**Aim of the task**
Reproduce only the lines starting at the one containing "Question. Locate the goal frame" and ending at the end of the records, requests included. Scale every answer coordinate by 1.65 and round to whole numbers, with halves rounded up, leaving the request text and sample outputs as they are.

[Begin Records to use]

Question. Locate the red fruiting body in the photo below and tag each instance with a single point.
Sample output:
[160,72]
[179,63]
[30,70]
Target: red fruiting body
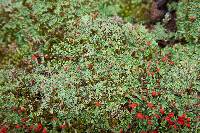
[188,125]
[171,63]
[133,105]
[44,130]
[39,128]
[17,126]
[188,120]
[180,120]
[162,111]
[34,57]
[175,127]
[148,43]
[149,122]
[140,116]
[153,93]
[24,119]
[150,105]
[157,116]
[62,126]
[98,104]
[22,109]
[3,130]
[164,59]
[171,114]
[121,130]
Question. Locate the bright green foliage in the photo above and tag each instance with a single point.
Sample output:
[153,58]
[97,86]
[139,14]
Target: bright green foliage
[76,66]
[188,20]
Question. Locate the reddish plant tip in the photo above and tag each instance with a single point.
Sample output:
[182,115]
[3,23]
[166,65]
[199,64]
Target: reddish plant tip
[121,130]
[162,111]
[44,130]
[171,114]
[38,128]
[3,130]
[17,126]
[62,126]
[164,59]
[133,105]
[149,122]
[154,93]
[98,104]
[171,63]
[140,116]
[150,105]
[22,109]
[148,43]
[90,66]
[188,125]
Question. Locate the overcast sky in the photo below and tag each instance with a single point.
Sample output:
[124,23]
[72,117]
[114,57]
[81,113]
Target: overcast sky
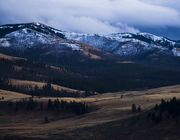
[161,17]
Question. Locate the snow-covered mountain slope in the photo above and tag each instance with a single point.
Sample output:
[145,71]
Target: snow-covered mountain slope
[122,44]
[126,44]
[21,37]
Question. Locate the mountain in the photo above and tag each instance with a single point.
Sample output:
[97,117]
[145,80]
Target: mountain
[46,40]
[87,62]
[121,44]
[127,44]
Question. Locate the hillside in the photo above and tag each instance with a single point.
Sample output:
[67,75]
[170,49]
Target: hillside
[112,119]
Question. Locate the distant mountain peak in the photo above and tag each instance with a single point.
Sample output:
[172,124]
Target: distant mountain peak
[122,44]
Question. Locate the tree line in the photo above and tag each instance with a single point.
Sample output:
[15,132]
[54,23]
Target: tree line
[165,110]
[28,105]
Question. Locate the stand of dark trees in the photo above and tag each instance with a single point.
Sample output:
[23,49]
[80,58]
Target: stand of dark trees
[165,110]
[30,104]
[47,90]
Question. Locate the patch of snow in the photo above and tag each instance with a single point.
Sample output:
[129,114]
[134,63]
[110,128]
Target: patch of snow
[74,47]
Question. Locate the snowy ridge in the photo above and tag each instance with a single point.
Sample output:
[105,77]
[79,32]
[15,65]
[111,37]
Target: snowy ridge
[125,44]
[122,44]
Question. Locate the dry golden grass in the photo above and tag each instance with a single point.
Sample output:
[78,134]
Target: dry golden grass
[111,107]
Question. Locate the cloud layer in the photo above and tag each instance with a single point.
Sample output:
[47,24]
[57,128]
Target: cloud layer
[93,16]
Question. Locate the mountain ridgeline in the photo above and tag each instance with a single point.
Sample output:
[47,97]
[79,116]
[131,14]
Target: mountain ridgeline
[87,62]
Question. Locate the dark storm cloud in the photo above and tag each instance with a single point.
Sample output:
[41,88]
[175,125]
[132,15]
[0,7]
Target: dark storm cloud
[93,16]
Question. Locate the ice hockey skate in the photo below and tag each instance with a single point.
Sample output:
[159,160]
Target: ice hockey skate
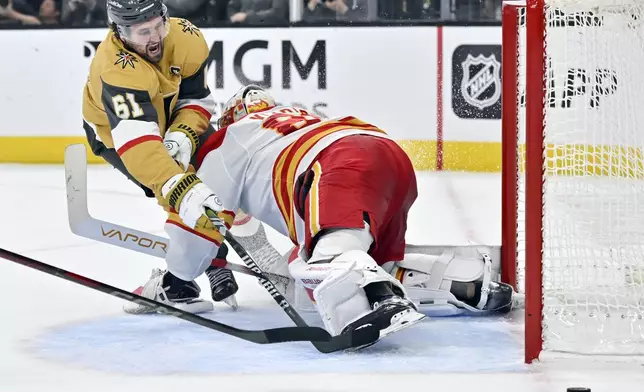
[170,290]
[391,313]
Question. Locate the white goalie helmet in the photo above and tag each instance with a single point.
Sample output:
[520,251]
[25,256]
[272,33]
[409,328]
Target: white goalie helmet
[249,99]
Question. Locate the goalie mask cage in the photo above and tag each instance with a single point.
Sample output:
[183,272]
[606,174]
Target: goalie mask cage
[573,173]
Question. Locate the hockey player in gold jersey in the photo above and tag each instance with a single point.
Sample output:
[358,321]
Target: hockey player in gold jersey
[146,105]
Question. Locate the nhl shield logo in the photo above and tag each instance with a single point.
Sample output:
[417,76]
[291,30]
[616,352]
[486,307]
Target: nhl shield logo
[481,83]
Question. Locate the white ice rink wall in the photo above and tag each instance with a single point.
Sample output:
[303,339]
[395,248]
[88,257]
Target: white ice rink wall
[435,89]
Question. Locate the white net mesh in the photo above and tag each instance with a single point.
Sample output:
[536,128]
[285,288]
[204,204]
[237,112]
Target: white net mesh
[593,212]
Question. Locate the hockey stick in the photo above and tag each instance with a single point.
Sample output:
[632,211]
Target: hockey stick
[83,224]
[267,336]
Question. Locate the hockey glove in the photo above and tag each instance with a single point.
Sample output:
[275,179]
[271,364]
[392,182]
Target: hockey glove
[186,194]
[181,141]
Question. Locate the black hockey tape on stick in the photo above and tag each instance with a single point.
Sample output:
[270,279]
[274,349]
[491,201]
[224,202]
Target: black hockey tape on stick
[368,334]
[83,224]
[266,336]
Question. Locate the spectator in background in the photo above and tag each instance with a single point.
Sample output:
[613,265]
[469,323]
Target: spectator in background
[350,10]
[32,12]
[10,15]
[48,12]
[258,11]
[197,11]
[84,13]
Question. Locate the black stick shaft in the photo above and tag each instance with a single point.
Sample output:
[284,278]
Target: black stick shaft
[275,335]
[356,339]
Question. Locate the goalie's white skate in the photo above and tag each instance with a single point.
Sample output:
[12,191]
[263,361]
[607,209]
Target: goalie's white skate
[184,297]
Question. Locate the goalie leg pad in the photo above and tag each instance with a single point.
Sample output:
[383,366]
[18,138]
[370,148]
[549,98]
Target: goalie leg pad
[338,286]
[437,278]
[188,255]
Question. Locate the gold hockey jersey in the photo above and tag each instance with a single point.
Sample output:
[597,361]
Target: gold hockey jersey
[129,103]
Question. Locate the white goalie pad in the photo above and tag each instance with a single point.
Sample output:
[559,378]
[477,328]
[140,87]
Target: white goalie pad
[428,278]
[338,286]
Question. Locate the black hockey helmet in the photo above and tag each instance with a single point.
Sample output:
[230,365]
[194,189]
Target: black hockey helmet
[126,13]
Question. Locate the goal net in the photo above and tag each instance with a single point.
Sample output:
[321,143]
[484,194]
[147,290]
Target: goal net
[573,172]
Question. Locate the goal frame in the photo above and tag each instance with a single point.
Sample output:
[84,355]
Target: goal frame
[535,85]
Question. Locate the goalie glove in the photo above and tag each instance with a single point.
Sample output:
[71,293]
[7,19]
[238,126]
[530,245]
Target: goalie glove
[181,141]
[192,199]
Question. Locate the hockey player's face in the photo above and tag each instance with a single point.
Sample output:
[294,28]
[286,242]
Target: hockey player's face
[147,38]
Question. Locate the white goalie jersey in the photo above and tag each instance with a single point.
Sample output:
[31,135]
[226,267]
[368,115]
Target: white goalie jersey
[253,164]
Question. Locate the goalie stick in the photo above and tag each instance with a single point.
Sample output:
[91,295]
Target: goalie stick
[266,336]
[83,224]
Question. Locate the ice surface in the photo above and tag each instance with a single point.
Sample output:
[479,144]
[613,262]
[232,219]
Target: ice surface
[57,336]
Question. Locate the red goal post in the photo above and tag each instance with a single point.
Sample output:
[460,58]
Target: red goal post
[573,173]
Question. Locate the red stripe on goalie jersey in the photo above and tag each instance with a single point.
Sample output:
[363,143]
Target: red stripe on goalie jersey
[287,162]
[212,143]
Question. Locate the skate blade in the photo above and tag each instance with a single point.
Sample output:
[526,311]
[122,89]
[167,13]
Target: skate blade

[End Records to use]

**Exercise output**
Question. Locate the goal frame in the photo above and tag each instance with a single point.
Sample output:
[84,355]
Target: goal frame
[883,140]
Question. Locate the goalie glove in the photo above and tag each instance with a single point.
Sample output:
[71,293]
[7,19]
[238,126]
[530,245]
Target: goalie glove
[299,233]
[317,328]
Question. Locate the hockey player's face in the photo above and tag each instance with a single point.
Sample output:
[294,28]
[286,242]
Target: hockey player's face
[243,63]
Question. Locate the white goalie jersey in the photo above and tag each instance with a single point.
Sample output:
[31,135]
[226,267]
[368,115]
Target: white goalie jersey
[417,271]
Question. Locate the goalie stick in the photo above and tag each instance with a single point.
Sample output:
[91,295]
Target: goalie stick
[439,554]
[137,370]
Question. Locate the ice surface in the photo above and tag each instance with a single point.
Sample output:
[479,144]
[613,262]
[232,219]
Target: ice surface
[94,554]
Question. Locate the red goal post in the photo above and tag each instance with a single point.
Sample output:
[460,58]
Target: red goal post
[945,285]
Question. Locate the red stripe on goalie jersey in the photo above and tag each instance with a single point.
Sample output:
[363,143]
Target: red stripe on goalie jersey
[474,267]
[350,236]
Question. Locate the skate blade in the photo above and tag each instance with a single point.
Sample output:
[526,311]
[122,89]
[167,13]
Target: skate blade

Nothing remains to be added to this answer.